Point labeling records
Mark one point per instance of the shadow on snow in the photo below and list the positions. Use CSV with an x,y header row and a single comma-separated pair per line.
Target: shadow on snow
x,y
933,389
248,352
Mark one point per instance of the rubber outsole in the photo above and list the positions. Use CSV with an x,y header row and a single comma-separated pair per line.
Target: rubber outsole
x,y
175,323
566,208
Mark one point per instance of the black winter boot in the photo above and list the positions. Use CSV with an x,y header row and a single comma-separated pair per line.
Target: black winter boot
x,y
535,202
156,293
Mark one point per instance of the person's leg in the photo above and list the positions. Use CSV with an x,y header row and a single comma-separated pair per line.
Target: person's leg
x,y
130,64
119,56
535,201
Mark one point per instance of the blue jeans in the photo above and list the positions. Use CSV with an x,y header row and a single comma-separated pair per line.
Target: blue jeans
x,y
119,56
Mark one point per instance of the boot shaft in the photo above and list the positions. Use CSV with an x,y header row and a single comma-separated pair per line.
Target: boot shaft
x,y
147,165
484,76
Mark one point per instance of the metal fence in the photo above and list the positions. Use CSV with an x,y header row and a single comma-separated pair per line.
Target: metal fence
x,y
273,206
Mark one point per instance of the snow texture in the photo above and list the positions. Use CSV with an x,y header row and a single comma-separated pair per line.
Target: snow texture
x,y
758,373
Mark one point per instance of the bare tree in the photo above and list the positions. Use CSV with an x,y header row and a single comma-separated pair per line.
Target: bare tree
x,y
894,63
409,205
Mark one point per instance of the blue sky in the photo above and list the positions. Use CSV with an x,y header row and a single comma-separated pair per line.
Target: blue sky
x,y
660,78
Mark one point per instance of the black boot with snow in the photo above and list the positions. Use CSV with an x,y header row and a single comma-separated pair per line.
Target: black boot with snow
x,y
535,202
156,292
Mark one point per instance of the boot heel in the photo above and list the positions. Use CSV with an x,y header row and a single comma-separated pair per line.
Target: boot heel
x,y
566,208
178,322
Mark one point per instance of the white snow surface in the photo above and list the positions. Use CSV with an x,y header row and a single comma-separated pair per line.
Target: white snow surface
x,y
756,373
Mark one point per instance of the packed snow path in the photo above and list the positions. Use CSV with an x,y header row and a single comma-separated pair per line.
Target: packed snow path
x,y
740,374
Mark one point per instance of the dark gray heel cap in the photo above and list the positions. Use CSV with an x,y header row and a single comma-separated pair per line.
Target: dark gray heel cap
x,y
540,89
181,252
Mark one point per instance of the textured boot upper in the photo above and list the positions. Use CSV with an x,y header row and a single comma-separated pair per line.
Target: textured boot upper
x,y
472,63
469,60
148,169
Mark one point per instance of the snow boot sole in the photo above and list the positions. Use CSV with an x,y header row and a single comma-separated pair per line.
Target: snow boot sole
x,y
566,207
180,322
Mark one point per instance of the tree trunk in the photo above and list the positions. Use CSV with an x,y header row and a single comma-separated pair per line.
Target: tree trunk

**Given instruction:**
Copy all of the records above verbatim, from the first line to the last.

**Output below:**
Mark one point per instance of the shadow on snow in the photo below and list the positions. Use CSV with an x,y header row and a single comma-separated pair per line.
Target: shadow on snow
x,y
933,389
248,352
Mark one point per instance of the rubber outsole in the photo above and list the positions. Use CSV with an x,y header row and a single comma-separated pair per line.
Target: rubber outsole
x,y
175,323
566,208
Mark one point per instance of the black winter boot in the photo above and list the positions. Use CSV with an x,y header row and a single comma-separated pair per line.
Target: black winter boot
x,y
535,202
156,293
Mark one point per instance of the person's leg in the photo above and list the positions. Use CSV with an x,y header row and a single comma-separated pair per line.
Target: person's leg
x,y
130,64
119,56
535,201
Mark one point per instance of the blue jeans in the photo above and list the positions. Use CSV with an x,y header row and a single comma-separated pair per line.
Target: blue jeans
x,y
119,56
Mark one point per instance of the boot shaft in the photo above and list the positions. Use CSV with an x,y header row and a single comma-separated pair per line.
Target: boot shaft
x,y
147,165
484,76
Mark one point per instance of the metal fence in the photo above and list the positions. Use CSV with an x,y header row and a single comma-separated pair per line.
Target: metal fence
x,y
273,206
Mark one point per instance of the snow texture in the photo above and list the positions. Use CSV with an x,y header row and a single comma-separated pair per line.
Target: snow texture
x,y
758,373
Mark one point per instance of the bare tree in the photo above and list the positions. Use CSV with an x,y header row and a single comma-separated pair per line.
Target: bare tree
x,y
894,63
409,205
Mark one point per instance of the blue sky in the photo above and list the positions. Use CSV with an x,y header row and a single comma-separated pair per line.
Target: blue sky
x,y
660,78
Mark one point per instance of the black boot with snow in the photo above and list the positions. Use CSV with an x,y header row and a single comma-separated pair per line.
Target: black boot with snow
x,y
535,202
156,292
Mark one point per instance of the boot heel in the photo above and list the positions. Use CSV with an x,y header row and a single comma-separated pair per line.
Target: boot heel
x,y
566,208
178,322
Mark one point per instance of the white snow surface in the photo above and list the positions. Use CSV with an x,y header row and a single comma-separated pair per line.
Target: white snow surface
x,y
756,373
Mark one point per instance of the packed snow path in the photo above and list the positions. Use CSV with an x,y header row and a single comma-separated pair per line.
Target: packed snow path
x,y
740,374
Mark one point per instance of the dark gray heel cap in the photo above and list the positions. Use CSV with an x,y header row and a single comma-separated pair per line.
Target: dark gray heel cap
x,y
540,89
181,252
Mark one point per instance of the textured boot upper in the photo above and list the positions. Use CSV with an x,y header row and a single comma-separated pair per line.
Target: textured boot upper
x,y
472,63
469,60
148,169
Mark one point per instance of the snow boot sole in the photo above and list the positions. Use CSV with an x,y header row and a single comma-separated pair per line.
Target: snow boot sole
x,y
566,207
180,322
Mark one point per instance of the tree trunk in the photo above and list the positions. Use CSV with an x,y header row and a single comma-separated pair per line.
Target: tree trunk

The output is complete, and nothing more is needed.